-- Objective --
Could you render these entries as a two-column CSV with the headers input and output, one row per entry? Put each entry's text and its answer in a single quoted field each, replacing line breaks with spaces.

-- Records supplied --

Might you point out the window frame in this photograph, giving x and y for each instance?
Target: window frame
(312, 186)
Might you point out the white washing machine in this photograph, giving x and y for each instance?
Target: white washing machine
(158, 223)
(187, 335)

-- Completed exercise --
input,output
"Might you point out the window frame in this photograph, giving x and y for each instance? Target: window frame","(312, 186)"
"Might you point out the white washing machine in this photograph, giving x and y for each instance? Target: white washing machine","(158, 223) (187, 335)"